> **Given request a**
Reproduce the rows from the line containing "For every instance of the ceiling fan, imagine" through the end of the rows, replacing "hedge" with "shrub" and leaving everything else unchanged.

-- START OF Reading text --

Sunday, January 25, 2009

Time up

Well I'm out of test time. Heading for the Arrowhead today, mandatory gear check tomorrow, race starts Monday morning. Hoping this doesn't turn out to be another pushbike race. Hope to finish...and if that goes well, I hope to finish sometime early Tuesday morning.

A box of goodies from Epic Designs was on the counter when I got home from the Triple D. The frame bag here is going to be a year round fixture for all my adventures. 2 liters of water, spare tube, tire levers, patch kit, microtool, large pot and MSR Dragonfly for melting snow, 22oz of white gas, 4.8Ah LiPo battery stuffed in a beer coozie for my light system, super utility shears, a little room to spare, and a little pouch on the other side for small stuff. Really nice bag.

I also ordered a set of poagies, Super twinkie seat bag, gas tank, and handlebar harness. Pretty much kitted up.

The poagies are super deluxe, pouches top and bottom, anti sag staps inside, reflective stripes across the front, super duper warm. I've got my goggles stuffed in the bottom pocket on one side and my heavy fleece balaclava on the other side. Headlamp, sunscreen, and compass in the top pockets.
The gas tank is the logical place for food, behind the stem, easy one mitten operational double zip flap. I'm still fiddling with how exactly to organize food. I'm prolly carrying too much. I've also got my GPS backup battery in the gas tank, and a thermometer on the zip pull.
Super twinkie does indeed defy gravity, living up to its frameless seatbag claims. Super twinkie is the largest seatbag Eric makes, and yet it seemed a bit small compared to the original gear pile I had layed out. I've pared my pile down, simplified, and now still prolly have more than I need, but there is a little room in the bag. I've got three sets of ultralight polyester tops, three heavy weight microfleece bottoms, three sets of heavy fleece socks, and three sets of fleece hooded mitts in the main compartment bagged up in slide lock bags for easy base layer changes at the three checkpoints. I've got matches, small first aid supply, IB profin, four sets of toe warmers, fire tinder, zip ties, tp, and spare batteries all neatly packed in a ziplock and stuffed in the top pouch of the seat bag. Seat bag is 7lbs packed.

-- END OF Reading text --
-- START OF Given data --

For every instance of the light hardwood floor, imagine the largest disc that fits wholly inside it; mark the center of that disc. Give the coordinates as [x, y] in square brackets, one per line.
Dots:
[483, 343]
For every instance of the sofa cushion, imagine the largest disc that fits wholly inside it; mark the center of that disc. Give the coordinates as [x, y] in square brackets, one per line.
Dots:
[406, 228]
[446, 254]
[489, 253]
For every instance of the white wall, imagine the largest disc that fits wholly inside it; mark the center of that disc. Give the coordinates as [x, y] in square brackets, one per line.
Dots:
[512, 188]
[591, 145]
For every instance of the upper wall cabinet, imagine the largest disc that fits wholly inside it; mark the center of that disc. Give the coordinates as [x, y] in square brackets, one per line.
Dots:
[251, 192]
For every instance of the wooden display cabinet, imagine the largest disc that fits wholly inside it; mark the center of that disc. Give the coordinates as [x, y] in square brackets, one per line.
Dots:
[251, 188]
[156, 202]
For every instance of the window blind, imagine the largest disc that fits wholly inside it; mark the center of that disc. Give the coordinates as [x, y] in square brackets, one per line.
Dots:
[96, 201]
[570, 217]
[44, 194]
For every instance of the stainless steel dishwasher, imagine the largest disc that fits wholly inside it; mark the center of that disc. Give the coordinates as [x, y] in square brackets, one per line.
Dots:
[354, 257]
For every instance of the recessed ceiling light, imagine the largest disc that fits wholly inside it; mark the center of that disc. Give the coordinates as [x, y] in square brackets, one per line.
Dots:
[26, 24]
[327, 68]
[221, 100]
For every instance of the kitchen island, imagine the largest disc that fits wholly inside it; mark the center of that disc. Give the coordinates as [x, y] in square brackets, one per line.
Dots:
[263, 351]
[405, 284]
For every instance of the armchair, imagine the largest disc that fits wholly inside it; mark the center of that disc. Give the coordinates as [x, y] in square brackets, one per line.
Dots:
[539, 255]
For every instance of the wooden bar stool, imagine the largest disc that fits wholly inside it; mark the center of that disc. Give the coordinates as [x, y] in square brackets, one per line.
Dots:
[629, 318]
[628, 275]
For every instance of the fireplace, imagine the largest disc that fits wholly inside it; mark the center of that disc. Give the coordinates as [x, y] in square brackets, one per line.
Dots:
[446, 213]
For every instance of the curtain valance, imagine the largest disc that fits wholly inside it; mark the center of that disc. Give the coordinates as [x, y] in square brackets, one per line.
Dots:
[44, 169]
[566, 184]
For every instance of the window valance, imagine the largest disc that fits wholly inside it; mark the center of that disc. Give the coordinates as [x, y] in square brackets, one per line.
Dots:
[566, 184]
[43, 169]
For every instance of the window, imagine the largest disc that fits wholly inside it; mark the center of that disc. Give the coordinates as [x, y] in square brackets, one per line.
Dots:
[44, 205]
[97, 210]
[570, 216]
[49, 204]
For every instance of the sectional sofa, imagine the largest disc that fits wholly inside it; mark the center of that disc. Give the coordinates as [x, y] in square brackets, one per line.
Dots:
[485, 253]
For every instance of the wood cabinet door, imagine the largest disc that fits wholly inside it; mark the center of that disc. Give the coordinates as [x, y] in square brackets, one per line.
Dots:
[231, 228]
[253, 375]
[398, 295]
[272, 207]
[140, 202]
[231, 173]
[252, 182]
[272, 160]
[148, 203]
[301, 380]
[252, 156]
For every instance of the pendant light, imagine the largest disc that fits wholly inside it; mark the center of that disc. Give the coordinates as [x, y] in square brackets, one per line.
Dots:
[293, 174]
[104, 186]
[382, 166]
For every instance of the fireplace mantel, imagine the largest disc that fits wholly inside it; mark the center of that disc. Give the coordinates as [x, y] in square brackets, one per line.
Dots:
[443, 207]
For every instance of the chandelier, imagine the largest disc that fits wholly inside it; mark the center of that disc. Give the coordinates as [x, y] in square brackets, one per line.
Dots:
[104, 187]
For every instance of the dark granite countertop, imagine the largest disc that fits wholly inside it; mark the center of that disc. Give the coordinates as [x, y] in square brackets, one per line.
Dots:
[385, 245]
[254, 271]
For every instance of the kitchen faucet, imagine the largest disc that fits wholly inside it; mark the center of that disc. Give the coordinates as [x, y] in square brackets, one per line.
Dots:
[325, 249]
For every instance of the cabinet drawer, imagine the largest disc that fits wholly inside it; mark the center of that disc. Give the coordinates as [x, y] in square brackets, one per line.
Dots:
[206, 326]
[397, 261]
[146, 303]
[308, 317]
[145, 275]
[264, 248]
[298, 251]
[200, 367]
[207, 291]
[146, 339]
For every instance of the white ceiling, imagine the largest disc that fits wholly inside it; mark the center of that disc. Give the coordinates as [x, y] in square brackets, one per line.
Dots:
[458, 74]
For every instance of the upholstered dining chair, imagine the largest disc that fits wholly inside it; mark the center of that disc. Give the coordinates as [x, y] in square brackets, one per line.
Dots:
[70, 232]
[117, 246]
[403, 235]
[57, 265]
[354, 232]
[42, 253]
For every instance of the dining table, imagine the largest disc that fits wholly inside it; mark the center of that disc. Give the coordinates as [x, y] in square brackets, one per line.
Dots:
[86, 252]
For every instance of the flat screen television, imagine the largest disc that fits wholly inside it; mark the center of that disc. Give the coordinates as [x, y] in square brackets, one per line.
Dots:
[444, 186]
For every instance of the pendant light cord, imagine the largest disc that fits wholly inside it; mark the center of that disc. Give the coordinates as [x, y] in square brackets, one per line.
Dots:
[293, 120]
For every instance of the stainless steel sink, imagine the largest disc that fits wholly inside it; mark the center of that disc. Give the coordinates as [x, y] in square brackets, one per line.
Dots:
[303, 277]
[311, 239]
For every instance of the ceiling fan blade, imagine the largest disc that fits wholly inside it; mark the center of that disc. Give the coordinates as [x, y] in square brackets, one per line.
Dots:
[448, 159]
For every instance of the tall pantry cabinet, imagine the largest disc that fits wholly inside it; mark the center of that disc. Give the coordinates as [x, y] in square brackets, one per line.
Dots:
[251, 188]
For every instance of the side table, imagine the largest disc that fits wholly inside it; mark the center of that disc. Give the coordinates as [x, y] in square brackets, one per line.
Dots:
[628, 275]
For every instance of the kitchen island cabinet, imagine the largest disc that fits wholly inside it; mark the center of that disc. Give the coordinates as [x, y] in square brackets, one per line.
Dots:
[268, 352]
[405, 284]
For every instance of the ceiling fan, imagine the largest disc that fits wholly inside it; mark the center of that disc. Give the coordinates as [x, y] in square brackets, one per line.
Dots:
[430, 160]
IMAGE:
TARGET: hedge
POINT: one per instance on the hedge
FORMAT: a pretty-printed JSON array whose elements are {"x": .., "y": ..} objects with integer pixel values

-- END OF Given data --

> **Given request b**
According to the blog post, why are the three sets of base layer clothing bagged up in slide lock bags in the seat bag's main compartment?

> **Reply a**
For every instance of the ceiling fan, imagine the largest disc that fits wholly inside it; mark the center of that disc. Give the coordinates as [x, y] in square brackets, one per line.
Dots:
[430, 160]
IMAGE:
TARGET: shrub
POINT: one per instance on the shrub
FORMAT: a pretty-printed JSON array whose elements are {"x": .., "y": ..} objects with integer pixel values

> **Reply b**
They are bagged that way to make base layer changes easy at each of the three checkpoints.